### WHAT TO PRODUCE
Locate each line in the data below that contains the word "blue", and copy those lines out in full.

(Point-labeling examples)
___

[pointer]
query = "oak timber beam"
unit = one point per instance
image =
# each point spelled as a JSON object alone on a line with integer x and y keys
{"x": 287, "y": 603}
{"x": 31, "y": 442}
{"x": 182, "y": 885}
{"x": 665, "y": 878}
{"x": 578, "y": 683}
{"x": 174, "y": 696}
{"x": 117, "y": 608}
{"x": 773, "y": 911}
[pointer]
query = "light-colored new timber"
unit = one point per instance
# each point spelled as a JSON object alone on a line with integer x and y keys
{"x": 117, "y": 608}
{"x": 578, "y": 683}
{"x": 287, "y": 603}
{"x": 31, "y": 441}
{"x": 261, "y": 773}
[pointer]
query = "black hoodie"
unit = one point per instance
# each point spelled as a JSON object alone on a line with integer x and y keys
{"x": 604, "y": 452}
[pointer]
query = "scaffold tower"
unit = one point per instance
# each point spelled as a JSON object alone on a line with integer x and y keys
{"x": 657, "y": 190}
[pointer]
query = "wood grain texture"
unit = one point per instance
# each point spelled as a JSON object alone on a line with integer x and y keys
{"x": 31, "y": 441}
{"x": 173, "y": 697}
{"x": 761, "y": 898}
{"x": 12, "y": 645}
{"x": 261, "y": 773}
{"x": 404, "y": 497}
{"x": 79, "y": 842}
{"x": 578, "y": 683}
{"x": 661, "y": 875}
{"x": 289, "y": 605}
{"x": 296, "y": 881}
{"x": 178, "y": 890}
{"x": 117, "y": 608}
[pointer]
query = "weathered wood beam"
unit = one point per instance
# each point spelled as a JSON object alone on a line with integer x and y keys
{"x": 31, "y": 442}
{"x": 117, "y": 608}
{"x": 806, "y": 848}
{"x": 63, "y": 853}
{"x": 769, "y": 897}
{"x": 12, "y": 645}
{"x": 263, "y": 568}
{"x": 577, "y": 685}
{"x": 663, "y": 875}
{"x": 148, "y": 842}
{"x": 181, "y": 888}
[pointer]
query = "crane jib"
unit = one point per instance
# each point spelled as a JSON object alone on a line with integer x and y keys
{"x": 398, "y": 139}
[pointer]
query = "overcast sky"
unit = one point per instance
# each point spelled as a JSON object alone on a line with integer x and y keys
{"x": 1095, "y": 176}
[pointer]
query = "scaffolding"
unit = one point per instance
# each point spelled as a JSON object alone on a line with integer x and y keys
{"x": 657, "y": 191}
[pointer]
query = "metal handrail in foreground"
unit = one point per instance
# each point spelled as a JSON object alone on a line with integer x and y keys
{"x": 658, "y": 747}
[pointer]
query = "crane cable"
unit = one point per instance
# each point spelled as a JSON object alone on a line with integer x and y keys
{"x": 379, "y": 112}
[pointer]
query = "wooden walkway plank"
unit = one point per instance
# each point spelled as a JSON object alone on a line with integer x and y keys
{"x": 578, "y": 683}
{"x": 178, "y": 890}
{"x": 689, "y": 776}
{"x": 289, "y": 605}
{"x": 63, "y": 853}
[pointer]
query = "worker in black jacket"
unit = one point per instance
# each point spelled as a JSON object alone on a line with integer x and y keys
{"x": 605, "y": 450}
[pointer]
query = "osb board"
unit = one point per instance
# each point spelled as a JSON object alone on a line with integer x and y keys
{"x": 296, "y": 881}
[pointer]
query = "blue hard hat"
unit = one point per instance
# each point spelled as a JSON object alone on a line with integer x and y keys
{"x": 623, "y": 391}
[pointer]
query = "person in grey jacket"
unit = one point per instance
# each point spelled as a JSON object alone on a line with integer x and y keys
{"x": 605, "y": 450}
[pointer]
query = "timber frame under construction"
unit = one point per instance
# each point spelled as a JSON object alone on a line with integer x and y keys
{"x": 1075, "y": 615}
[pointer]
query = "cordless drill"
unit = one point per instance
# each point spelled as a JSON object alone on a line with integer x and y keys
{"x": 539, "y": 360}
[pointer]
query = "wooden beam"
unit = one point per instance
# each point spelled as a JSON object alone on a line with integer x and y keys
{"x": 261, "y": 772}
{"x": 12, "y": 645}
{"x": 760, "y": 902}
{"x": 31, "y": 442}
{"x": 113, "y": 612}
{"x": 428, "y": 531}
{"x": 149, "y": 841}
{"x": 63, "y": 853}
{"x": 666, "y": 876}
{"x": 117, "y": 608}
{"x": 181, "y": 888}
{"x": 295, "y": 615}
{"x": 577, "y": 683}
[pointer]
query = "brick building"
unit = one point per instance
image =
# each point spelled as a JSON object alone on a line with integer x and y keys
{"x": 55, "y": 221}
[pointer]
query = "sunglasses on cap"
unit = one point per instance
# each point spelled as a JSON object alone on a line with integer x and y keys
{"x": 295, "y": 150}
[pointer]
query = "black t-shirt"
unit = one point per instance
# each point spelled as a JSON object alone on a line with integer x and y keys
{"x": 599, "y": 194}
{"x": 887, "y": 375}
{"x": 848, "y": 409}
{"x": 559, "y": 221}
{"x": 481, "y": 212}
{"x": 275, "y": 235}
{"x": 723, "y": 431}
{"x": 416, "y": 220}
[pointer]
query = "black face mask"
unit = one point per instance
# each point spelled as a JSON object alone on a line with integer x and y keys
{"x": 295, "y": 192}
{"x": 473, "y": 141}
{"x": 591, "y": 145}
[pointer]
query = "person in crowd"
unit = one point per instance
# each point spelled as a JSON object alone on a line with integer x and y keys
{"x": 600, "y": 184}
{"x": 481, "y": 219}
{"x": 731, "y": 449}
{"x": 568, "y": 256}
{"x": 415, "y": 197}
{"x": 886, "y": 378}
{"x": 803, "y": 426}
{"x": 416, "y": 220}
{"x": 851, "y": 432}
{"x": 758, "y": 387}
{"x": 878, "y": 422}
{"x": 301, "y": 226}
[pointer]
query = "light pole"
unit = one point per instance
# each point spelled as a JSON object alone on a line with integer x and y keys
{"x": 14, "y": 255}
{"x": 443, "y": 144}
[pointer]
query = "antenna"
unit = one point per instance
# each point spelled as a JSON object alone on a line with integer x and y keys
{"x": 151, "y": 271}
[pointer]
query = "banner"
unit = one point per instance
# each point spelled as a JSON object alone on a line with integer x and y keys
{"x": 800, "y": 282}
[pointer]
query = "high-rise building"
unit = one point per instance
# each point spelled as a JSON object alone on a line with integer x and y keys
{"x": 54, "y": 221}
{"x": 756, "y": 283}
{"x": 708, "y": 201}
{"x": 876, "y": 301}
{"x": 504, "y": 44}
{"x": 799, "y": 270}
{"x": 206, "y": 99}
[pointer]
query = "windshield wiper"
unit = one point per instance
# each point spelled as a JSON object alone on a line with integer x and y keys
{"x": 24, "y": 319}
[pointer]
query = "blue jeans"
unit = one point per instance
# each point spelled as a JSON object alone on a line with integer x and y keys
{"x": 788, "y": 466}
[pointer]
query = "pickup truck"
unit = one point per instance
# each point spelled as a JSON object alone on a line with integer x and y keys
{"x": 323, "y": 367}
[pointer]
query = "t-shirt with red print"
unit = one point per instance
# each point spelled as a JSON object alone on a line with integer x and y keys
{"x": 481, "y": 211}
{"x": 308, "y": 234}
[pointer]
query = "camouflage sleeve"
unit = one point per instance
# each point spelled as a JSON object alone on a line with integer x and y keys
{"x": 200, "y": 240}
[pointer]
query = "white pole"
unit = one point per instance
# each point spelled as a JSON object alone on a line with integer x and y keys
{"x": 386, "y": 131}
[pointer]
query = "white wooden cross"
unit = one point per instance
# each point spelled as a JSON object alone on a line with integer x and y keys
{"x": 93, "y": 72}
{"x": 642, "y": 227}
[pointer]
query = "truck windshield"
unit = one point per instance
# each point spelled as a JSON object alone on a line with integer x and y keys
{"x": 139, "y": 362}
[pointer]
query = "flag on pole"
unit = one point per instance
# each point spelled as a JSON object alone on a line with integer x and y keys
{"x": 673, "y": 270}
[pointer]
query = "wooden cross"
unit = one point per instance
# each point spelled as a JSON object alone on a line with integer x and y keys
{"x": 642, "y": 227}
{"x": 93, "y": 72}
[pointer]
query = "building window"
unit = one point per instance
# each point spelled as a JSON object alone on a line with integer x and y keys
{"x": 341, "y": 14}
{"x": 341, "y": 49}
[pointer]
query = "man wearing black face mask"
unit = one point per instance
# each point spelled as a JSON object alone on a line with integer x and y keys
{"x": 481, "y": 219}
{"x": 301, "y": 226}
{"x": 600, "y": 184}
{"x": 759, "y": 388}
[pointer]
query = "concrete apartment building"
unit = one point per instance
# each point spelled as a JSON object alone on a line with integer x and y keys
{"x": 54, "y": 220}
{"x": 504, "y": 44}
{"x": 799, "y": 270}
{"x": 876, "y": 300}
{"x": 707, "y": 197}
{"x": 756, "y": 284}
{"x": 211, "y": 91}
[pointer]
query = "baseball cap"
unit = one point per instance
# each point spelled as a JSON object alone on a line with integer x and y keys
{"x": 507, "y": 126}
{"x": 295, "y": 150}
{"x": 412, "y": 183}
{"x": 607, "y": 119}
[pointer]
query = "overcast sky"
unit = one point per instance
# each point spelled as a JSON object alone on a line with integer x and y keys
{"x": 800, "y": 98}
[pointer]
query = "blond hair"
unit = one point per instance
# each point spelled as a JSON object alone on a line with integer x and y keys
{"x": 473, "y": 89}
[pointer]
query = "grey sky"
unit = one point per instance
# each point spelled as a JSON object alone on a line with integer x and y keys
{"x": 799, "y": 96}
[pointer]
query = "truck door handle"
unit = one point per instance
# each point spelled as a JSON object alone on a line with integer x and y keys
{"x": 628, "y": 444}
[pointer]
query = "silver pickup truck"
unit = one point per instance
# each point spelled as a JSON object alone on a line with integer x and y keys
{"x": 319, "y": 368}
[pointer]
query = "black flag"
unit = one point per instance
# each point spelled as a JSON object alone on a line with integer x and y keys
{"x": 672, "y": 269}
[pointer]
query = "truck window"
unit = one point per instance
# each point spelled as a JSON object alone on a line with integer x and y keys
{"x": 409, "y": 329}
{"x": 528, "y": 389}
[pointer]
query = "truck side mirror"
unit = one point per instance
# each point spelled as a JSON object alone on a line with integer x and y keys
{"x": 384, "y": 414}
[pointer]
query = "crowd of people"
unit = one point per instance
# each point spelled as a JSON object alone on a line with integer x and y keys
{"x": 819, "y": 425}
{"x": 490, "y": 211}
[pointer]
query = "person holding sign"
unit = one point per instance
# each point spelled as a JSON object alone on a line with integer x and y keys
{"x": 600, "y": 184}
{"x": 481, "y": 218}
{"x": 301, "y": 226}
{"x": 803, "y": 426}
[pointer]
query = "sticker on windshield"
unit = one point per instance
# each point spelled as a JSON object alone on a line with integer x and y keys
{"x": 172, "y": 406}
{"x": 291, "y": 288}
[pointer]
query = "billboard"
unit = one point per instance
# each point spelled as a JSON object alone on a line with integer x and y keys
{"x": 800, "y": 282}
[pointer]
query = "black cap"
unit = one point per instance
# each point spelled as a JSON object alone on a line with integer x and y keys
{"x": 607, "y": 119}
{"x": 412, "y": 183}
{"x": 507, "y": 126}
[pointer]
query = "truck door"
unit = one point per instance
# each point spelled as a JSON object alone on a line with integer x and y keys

___

### FINISHED TASK
query = "blue hard hat"
query = "blue jeans"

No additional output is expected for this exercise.